**Exercise directions:** Every record should be written out exactly, please.

--- Exercise inputs Enclosed Below ---

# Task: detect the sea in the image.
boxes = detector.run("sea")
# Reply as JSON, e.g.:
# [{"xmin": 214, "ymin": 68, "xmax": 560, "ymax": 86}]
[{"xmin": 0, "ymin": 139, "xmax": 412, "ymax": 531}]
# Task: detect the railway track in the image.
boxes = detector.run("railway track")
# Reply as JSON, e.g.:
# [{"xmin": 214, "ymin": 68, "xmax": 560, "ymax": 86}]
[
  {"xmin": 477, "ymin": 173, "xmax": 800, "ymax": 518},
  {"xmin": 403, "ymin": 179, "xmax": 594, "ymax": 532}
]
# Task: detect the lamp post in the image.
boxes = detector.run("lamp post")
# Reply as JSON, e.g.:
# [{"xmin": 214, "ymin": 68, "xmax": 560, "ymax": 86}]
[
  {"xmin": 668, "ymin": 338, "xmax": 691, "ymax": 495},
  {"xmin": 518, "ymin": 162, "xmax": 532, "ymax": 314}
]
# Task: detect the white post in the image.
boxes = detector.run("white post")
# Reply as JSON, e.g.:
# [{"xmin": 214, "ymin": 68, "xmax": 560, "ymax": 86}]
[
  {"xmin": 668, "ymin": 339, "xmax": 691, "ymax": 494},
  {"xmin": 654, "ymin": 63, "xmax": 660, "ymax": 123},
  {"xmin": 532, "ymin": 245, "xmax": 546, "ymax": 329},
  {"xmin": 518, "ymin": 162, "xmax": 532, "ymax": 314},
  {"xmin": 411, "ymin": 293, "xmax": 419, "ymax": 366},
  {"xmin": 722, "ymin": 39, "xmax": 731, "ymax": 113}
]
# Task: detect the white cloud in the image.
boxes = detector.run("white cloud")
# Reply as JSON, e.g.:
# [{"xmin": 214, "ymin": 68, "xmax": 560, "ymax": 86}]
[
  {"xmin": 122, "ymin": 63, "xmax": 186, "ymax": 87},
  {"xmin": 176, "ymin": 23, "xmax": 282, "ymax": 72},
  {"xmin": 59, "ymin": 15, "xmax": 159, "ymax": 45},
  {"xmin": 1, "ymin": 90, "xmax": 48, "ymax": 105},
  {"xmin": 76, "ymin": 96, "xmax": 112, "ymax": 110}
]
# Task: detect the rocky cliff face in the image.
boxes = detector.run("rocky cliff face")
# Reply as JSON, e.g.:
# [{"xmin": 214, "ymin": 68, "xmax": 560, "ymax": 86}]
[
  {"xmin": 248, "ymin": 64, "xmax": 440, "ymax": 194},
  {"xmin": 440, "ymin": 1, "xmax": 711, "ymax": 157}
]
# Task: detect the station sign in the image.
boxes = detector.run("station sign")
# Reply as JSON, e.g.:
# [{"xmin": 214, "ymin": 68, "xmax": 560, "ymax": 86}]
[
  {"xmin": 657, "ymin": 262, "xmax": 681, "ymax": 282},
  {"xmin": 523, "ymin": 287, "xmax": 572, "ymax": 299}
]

--- End of Enclosed Exercise inputs ---

**Written answer:**
# Task: detect the sea in the image.
boxes = detector.run("sea")
# Reply as JSON, e.g.:
# [{"xmin": 214, "ymin": 68, "xmax": 560, "ymax": 86}]
[{"xmin": 0, "ymin": 139, "xmax": 412, "ymax": 531}]
# Task: detect the railway track in the image.
boxes = detector.run("railway track")
# Reply as JSON, e.g.:
# [{"xmin": 214, "ymin": 68, "xmax": 560, "ymax": 86}]
[
  {"xmin": 477, "ymin": 173, "xmax": 800, "ymax": 518},
  {"xmin": 403, "ymin": 179, "xmax": 594, "ymax": 532}
]
# Task: detect the lamp post in the image.
boxes = detector.run("lamp post")
# Reply as JSON, e.g.:
# [{"xmin": 214, "ymin": 68, "xmax": 560, "ymax": 86}]
[
  {"xmin": 668, "ymin": 338, "xmax": 691, "ymax": 495},
  {"xmin": 518, "ymin": 162, "xmax": 532, "ymax": 314}
]
# Task: detect the white post in the image.
boxes = detector.run("white post")
# Reply as JSON, e.g.:
# [{"xmin": 214, "ymin": 68, "xmax": 560, "ymax": 86}]
[
  {"xmin": 668, "ymin": 339, "xmax": 691, "ymax": 494},
  {"xmin": 654, "ymin": 63, "xmax": 660, "ymax": 123},
  {"xmin": 532, "ymin": 245, "xmax": 546, "ymax": 329},
  {"xmin": 518, "ymin": 162, "xmax": 532, "ymax": 314},
  {"xmin": 411, "ymin": 293, "xmax": 419, "ymax": 366},
  {"xmin": 722, "ymin": 39, "xmax": 731, "ymax": 113}
]
# Task: detect the white cloud in the image.
boxes = detector.run("white cloud")
# Reply as JSON, e.g.:
# [{"xmin": 214, "ymin": 68, "xmax": 560, "ymax": 86}]
[
  {"xmin": 122, "ymin": 63, "xmax": 186, "ymax": 87},
  {"xmin": 176, "ymin": 23, "xmax": 282, "ymax": 72},
  {"xmin": 59, "ymin": 15, "xmax": 159, "ymax": 45},
  {"xmin": 1, "ymin": 90, "xmax": 48, "ymax": 105},
  {"xmin": 76, "ymin": 96, "xmax": 112, "ymax": 110}
]
# Task: detect the rocky cliff face in the image.
boxes = detector.run("rocky cliff face")
# Reply as JSON, e.g.:
# [{"xmin": 214, "ymin": 68, "xmax": 560, "ymax": 86}]
[
  {"xmin": 248, "ymin": 64, "xmax": 440, "ymax": 194},
  {"xmin": 440, "ymin": 1, "xmax": 711, "ymax": 157}
]
# Task: detect the station sign in the image.
boxes = detector.run("station sign")
# Reply as JSON, e.g.:
# [{"xmin": 214, "ymin": 68, "xmax": 560, "ymax": 86}]
[
  {"xmin": 657, "ymin": 262, "xmax": 681, "ymax": 282},
  {"xmin": 523, "ymin": 287, "xmax": 572, "ymax": 299}
]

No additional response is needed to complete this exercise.